[Location labeling data]
+-------+

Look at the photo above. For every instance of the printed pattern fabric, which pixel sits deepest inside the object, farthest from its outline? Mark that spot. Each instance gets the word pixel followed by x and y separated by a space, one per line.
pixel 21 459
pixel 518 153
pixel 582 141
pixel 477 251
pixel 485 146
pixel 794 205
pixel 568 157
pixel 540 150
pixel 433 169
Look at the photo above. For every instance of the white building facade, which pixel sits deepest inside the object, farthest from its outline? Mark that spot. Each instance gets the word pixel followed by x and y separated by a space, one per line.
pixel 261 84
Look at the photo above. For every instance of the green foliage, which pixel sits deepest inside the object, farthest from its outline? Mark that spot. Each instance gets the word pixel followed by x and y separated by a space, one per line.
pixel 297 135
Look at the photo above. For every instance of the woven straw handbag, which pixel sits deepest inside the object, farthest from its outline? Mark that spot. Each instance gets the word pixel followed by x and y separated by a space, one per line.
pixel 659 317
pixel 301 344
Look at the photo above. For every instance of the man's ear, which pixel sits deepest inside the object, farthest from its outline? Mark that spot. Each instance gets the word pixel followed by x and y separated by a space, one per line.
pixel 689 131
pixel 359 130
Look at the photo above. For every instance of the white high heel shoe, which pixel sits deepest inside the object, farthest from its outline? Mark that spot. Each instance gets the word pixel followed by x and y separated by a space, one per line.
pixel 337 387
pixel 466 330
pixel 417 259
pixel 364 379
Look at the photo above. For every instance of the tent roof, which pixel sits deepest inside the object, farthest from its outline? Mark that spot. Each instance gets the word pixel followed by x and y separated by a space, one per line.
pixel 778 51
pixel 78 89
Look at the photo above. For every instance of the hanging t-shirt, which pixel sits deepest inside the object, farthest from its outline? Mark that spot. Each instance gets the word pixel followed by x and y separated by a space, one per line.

+-------+

- **Task goal**:
Arrange every line of the data above as a Markdown table with two columns, n for the row number and Line for the line itself. Leave out any blank lines.

- **Reply**:
| n | Line |
|---|---|
| 1 | Look at the photo above. For every instance of the printed pattern fabric, which pixel sits deepest inside the object, farthest from its outline? Mark that spot. Each instance gets the word pixel followed by x and y separated by a space, one per line. |
| 2 | pixel 21 459 |
| 3 | pixel 518 153 |
| 4 | pixel 582 141 |
| 5 | pixel 477 251 |
| 6 | pixel 485 146 |
| 7 | pixel 794 205 |
| 8 | pixel 568 157 |
| 9 | pixel 540 150 |
| 10 | pixel 433 169 |
| 11 | Look at the photo above. For every instance of the white building facade, which pixel sits deepest inside the object, farthest from its outline? Mark that spot. Each instance gets the word pixel followed by x and y separated by a space, one per line. |
| 12 | pixel 261 84 |
| 13 | Look at the photo above. For every instance of the green foliage, which pixel sits deepest inside the object, farthest from its outline? Mark that spot. Each instance gets the word pixel followed by x and y separated by a space, one per line. |
| 14 | pixel 297 135 |
| 15 | Look at the photo above. For every instance of the woven straw handbag, which pixel sits deepest inside the object, farthest from its outline? Mark that spot. Each instance gets the word pixel followed by x and y separated by a space, one per line. |
| 16 | pixel 659 317 |
| 17 | pixel 301 344 |
| 18 | Look at the photo above. For every instance of the man's ear, which pixel sits deepest inside the object, farthest from its outline? Mark that spot. Each instance gets the word pixel followed by x and y separated by a space, one per line. |
| 19 | pixel 689 131 |
| 20 | pixel 359 130 |
| 21 | Look at the photo above. For every instance of the white high heel shoe, which pixel sits deepest inside the object, farthest from its outline? Mark that spot. Each instance gets the word pixel followed by x and y separated by a space, one per line. |
| 22 | pixel 337 387 |
| 23 | pixel 466 330 |
| 24 | pixel 417 259 |
| 25 | pixel 364 379 |
| 26 | Look at the photo above. For every instance of the tent roof, which pixel sits deepest inside the object, farthest from its outline? Mark that spot. Each instance gets the word pixel followed by x and y separated by a space, one per line. |
| 27 | pixel 778 51 |
| 28 | pixel 78 89 |
| 29 | Look at the photo above. For every instance of the hanging t-shirt, which pixel sits deepest inside the object, farthest from its outline? Mark that spot. Each instance gets the word pixel followed by x and y separated by a space, one per line. |